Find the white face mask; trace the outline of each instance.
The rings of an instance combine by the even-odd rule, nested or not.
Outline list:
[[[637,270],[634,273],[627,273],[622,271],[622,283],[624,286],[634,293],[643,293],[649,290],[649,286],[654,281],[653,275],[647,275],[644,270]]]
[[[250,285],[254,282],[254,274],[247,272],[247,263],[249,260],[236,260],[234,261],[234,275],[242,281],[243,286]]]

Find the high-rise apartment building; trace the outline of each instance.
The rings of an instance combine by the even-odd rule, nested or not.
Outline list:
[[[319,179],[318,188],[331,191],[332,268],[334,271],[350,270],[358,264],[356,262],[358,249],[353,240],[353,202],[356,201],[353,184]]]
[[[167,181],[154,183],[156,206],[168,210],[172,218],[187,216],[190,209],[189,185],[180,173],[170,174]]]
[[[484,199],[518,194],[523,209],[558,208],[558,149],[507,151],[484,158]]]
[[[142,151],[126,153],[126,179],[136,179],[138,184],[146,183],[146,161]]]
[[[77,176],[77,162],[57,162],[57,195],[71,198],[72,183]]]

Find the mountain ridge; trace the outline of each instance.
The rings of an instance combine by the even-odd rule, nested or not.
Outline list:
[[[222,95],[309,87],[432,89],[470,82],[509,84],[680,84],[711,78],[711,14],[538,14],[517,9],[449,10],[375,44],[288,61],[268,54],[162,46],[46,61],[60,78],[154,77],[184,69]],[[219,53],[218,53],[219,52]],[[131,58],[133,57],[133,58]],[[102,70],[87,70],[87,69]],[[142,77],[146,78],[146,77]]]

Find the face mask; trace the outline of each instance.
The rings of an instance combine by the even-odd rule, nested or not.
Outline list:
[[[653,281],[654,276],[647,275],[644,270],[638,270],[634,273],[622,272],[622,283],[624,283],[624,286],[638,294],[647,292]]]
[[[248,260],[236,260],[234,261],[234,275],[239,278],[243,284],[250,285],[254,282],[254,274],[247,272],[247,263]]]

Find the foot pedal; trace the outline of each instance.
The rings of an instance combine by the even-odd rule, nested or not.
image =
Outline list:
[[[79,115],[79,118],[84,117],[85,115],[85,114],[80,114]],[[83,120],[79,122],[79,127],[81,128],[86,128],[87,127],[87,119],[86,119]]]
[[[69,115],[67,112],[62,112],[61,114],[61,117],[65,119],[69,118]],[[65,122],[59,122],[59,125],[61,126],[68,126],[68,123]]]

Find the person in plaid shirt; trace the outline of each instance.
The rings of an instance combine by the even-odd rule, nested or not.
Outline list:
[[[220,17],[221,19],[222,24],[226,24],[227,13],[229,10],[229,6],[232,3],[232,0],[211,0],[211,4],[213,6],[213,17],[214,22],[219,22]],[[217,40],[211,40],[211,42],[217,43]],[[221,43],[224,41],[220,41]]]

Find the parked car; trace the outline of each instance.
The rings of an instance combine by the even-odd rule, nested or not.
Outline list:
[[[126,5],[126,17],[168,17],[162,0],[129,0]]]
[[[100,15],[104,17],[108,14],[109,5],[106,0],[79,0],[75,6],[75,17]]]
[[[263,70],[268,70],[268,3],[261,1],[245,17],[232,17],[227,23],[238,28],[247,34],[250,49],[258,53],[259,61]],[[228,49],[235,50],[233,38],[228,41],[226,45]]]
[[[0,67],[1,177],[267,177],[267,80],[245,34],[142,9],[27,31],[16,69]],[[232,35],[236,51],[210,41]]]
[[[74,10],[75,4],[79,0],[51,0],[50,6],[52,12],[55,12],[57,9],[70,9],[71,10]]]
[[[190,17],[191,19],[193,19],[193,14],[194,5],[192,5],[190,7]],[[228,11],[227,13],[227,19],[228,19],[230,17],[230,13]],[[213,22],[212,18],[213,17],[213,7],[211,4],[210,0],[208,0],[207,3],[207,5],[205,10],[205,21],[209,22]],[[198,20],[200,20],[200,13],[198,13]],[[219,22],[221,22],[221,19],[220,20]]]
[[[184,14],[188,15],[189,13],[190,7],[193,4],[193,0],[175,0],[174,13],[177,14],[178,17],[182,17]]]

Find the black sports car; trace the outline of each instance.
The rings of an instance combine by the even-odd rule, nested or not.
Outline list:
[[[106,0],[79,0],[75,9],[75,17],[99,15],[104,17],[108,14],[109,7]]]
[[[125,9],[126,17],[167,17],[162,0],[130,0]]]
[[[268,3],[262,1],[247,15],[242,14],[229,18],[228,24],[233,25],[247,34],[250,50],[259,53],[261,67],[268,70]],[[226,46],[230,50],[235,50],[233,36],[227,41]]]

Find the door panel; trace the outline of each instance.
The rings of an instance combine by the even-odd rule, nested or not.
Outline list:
--------
→ **EXERCISE BRIEF**
Rewrite all of the data above, replacing every "even-odd rule" with "nonzero winding rule" and leaving everything else unchanged.

→ **RESPONSE**
Find the white face mask; trace the outline of each instance.
The rings of an instance combine by the nonzero winding rule, nested or not.
Outline list:
[[[637,270],[634,273],[627,273],[622,271],[622,283],[624,286],[634,293],[643,293],[649,290],[649,286],[654,281],[653,275],[647,275],[644,270]]]
[[[250,285],[254,282],[254,274],[247,272],[247,263],[249,260],[236,260],[234,261],[234,275],[242,281],[243,286]]]

Find the high-rise apartment building; trace the outline of each instance.
The rings of an instance combine by the nonzero winding rule, nested or not.
Outline list:
[[[319,179],[318,188],[331,191],[332,268],[334,271],[350,270],[358,264],[356,262],[358,249],[353,240],[353,202],[356,201],[353,184]]]
[[[167,181],[154,183],[156,206],[168,210],[172,218],[187,216],[190,209],[189,185],[180,173],[170,174]]]
[[[484,199],[518,194],[523,209],[558,208],[558,149],[507,151],[484,158]]]
[[[142,151],[126,153],[126,179],[136,179],[138,184],[146,183],[146,161]]]
[[[77,176],[77,162],[57,162],[57,195],[71,198],[72,183]]]

Find the mountain ridge; trace the outline of each instance.
The rings of an instance combine by the nonzero winding rule, nested or not.
Outline list:
[[[222,95],[309,87],[432,89],[470,82],[509,84],[680,84],[711,78],[711,14],[538,14],[517,9],[449,10],[375,44],[288,61],[268,54],[162,46],[46,61],[60,78],[154,77],[184,69]],[[219,53],[218,53],[219,52]],[[131,58],[133,57],[133,58]],[[102,70],[87,70],[87,69]],[[142,77],[146,78],[146,77]]]

Find the face mask; trace the outline of each instance.
The rings of an instance combine by the nonzero winding rule, nested or not.
Outline list:
[[[653,281],[654,276],[647,275],[644,270],[638,270],[634,273],[622,272],[622,283],[624,283],[624,286],[638,294],[647,292]]]
[[[248,260],[236,260],[234,261],[234,275],[239,278],[243,284],[250,285],[254,282],[254,274],[247,272],[247,263]]]

Find the foot pedal; trace the outline of each instance.
The rings of an instance combine by the nonzero winding rule, nested or not.
image =
Outline list:
[[[79,115],[79,118],[84,117],[85,115],[85,114],[80,114]],[[83,120],[79,122],[79,127],[81,128],[86,128],[87,127],[87,119],[86,119]]]
[[[69,115],[67,112],[62,112],[61,114],[61,117],[65,119],[69,118]],[[65,122],[59,122],[59,125],[61,126],[68,126],[68,123]]]

Find the person in plaid shirt; trace the outline of each instance.
The rings of an instance combine by the nonzero winding rule, nested or not.
Outline list:
[[[220,17],[221,19],[222,24],[226,24],[227,13],[229,10],[229,6],[232,3],[232,0],[211,0],[211,4],[213,6],[213,17],[214,22],[219,22]],[[217,40],[211,40],[211,42],[217,43]],[[221,43],[224,41],[220,41]]]

Find the parked car; trace the outline of each instance.
The rings of an instance combine by the nonzero winding rule, nested or not.
Outline list:
[[[126,5],[126,17],[168,17],[162,0],[129,0]]]
[[[100,15],[104,17],[108,14],[109,5],[106,0],[79,0],[75,6],[75,17]]]
[[[263,70],[268,70],[268,3],[261,1],[245,17],[232,17],[227,23],[238,28],[247,34],[250,49],[258,53],[259,61]],[[228,49],[235,50],[233,38],[228,41],[226,45]]]
[[[0,67],[1,177],[267,177],[267,80],[245,34],[142,9],[27,31],[16,69]],[[232,35],[236,51],[210,41]]]
[[[74,10],[75,4],[79,0],[51,0],[50,6],[52,12],[55,12],[57,9],[70,9],[71,10]]]
[[[190,17],[191,19],[193,19],[193,14],[194,5],[192,5],[190,7]],[[228,11],[227,13],[227,19],[228,19],[230,17],[230,13]],[[213,22],[212,18],[213,17],[213,7],[211,4],[210,0],[208,0],[207,3],[207,5],[205,10],[205,21],[209,22]],[[198,20],[200,20],[200,13],[198,13]],[[219,22],[221,22],[221,19],[220,20]]]
[[[184,14],[188,15],[189,13],[190,7],[193,4],[193,0],[175,0],[174,13],[177,14],[178,17],[182,17]]]

Find the black sports car; trace the outline of each instance.
The rings of an instance combine by the nonzero winding rule, nested or not.
Outline list:
[[[106,0],[79,0],[75,9],[75,17],[99,15],[104,17],[108,14],[109,7]]]
[[[125,9],[126,17],[167,17],[162,0],[130,0]]]
[[[268,3],[262,1],[247,15],[242,14],[229,18],[228,24],[233,25],[247,34],[250,50],[259,53],[261,67],[268,70]],[[226,46],[230,50],[235,50],[233,36],[227,41]]]

Find the door panel; trace the outline of each instance.
The rings of an instance combine by the nonzero winding rule, nested or not.
Outline list:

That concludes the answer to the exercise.